Data listing:

■ ■ ■

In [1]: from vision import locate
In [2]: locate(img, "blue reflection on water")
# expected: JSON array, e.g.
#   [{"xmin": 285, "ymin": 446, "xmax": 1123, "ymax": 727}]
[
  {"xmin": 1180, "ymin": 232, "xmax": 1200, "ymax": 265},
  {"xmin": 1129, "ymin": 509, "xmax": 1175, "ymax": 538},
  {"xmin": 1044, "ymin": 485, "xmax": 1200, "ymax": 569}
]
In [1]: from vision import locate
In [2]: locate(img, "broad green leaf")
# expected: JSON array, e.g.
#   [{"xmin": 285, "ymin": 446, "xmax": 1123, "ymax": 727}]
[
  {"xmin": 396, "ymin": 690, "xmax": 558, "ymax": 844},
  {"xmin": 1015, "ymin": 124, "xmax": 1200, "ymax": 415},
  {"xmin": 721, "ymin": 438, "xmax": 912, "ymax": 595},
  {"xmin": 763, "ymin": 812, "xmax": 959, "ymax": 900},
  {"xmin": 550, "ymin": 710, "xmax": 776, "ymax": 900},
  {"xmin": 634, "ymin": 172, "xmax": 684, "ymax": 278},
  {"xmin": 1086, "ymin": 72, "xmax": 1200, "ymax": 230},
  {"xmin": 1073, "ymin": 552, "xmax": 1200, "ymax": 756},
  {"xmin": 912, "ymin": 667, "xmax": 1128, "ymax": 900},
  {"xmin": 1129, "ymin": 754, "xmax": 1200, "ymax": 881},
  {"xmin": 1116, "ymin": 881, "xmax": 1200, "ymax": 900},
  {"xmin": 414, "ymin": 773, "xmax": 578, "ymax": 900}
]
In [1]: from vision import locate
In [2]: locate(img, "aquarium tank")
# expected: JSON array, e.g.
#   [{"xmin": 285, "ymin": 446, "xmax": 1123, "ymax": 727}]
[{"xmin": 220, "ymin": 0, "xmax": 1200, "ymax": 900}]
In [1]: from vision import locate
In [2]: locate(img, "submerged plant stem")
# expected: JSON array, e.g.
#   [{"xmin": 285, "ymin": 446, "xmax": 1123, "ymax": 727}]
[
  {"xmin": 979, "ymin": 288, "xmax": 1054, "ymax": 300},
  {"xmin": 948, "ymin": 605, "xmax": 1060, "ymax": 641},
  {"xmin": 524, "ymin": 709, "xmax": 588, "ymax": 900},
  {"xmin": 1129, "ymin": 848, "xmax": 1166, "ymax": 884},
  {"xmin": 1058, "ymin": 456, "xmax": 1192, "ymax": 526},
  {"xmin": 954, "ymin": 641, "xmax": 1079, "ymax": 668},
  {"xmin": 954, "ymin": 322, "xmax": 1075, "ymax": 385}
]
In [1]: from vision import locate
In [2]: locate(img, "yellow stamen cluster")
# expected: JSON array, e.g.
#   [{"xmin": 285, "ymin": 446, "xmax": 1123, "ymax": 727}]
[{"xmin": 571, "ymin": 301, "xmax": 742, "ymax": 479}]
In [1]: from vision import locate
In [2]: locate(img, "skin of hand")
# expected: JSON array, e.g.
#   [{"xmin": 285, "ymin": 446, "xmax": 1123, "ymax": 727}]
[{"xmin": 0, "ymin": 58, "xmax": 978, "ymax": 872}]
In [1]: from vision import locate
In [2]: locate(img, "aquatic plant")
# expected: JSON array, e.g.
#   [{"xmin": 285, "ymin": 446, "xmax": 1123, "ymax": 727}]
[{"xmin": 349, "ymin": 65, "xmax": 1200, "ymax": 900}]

■ ■ ■

Short task: Return each line of the records above exactly as it reads.

Worked solution:
In [1]: from vision import locate
In [2]: locate(img, "blue reflection on water")
# expected: JSON array, e.g.
#   [{"xmin": 285, "ymin": 446, "xmax": 1123, "ymax": 727}]
[
  {"xmin": 1180, "ymin": 232, "xmax": 1200, "ymax": 265},
  {"xmin": 1129, "ymin": 509, "xmax": 1175, "ymax": 538},
  {"xmin": 1044, "ymin": 485, "xmax": 1200, "ymax": 569}
]
In [1]: from vision import locate
In [2]: locate(img, "broad green leaf")
# expected: JSON array, e.g.
#   [{"xmin": 285, "ymin": 446, "xmax": 1123, "ymax": 727}]
[
  {"xmin": 396, "ymin": 690, "xmax": 558, "ymax": 844},
  {"xmin": 1015, "ymin": 124, "xmax": 1200, "ymax": 415},
  {"xmin": 721, "ymin": 438, "xmax": 912, "ymax": 595},
  {"xmin": 763, "ymin": 812, "xmax": 959, "ymax": 900},
  {"xmin": 550, "ymin": 710, "xmax": 776, "ymax": 900},
  {"xmin": 634, "ymin": 172, "xmax": 684, "ymax": 278},
  {"xmin": 1086, "ymin": 72, "xmax": 1200, "ymax": 230},
  {"xmin": 1073, "ymin": 552, "xmax": 1200, "ymax": 756},
  {"xmin": 912, "ymin": 667, "xmax": 1128, "ymax": 900},
  {"xmin": 1129, "ymin": 754, "xmax": 1200, "ymax": 881},
  {"xmin": 1116, "ymin": 881, "xmax": 1200, "ymax": 900},
  {"xmin": 414, "ymin": 773, "xmax": 578, "ymax": 900}
]
In [1]: from vision import locate
In [2]: locate(img, "aquarium tank")
# expected: JSON array, e.g.
#   [{"xmin": 285, "ymin": 446, "xmax": 1123, "ymax": 727}]
[{"xmin": 220, "ymin": 0, "xmax": 1200, "ymax": 900}]
In [1]: from vision import locate
In [2]: locate(img, "submerged plant stem")
# expected: JSON array, e.g.
#   [{"xmin": 285, "ymin": 446, "xmax": 1123, "ymax": 727}]
[
  {"xmin": 979, "ymin": 288, "xmax": 1054, "ymax": 300},
  {"xmin": 948, "ymin": 605, "xmax": 1060, "ymax": 641},
  {"xmin": 524, "ymin": 709, "xmax": 588, "ymax": 900},
  {"xmin": 1129, "ymin": 848, "xmax": 1166, "ymax": 884},
  {"xmin": 1058, "ymin": 456, "xmax": 1192, "ymax": 526},
  {"xmin": 954, "ymin": 641, "xmax": 1079, "ymax": 668},
  {"xmin": 954, "ymin": 322, "xmax": 1075, "ymax": 385}
]
In [1]: from vision import locate
In [2]: locate(img, "yellow stamen cluster")
# expected: JSON array, e.g.
#   [{"xmin": 285, "ymin": 446, "xmax": 1123, "ymax": 727}]
[{"xmin": 571, "ymin": 301, "xmax": 742, "ymax": 479}]
In [1]: from vision import locate
In [2]: locate(img, "skin of hand")
# expected: JSON array, e.g.
#   [{"xmin": 285, "ymin": 446, "xmax": 1123, "ymax": 727}]
[{"xmin": 0, "ymin": 58, "xmax": 978, "ymax": 872}]
In [1]: from vision import locate
In [2]: locate(img, "aquatic plant")
# expected: JSON array, e.g.
#   [{"xmin": 285, "ymin": 446, "xmax": 1123, "ymax": 727}]
[{"xmin": 349, "ymin": 65, "xmax": 1200, "ymax": 900}]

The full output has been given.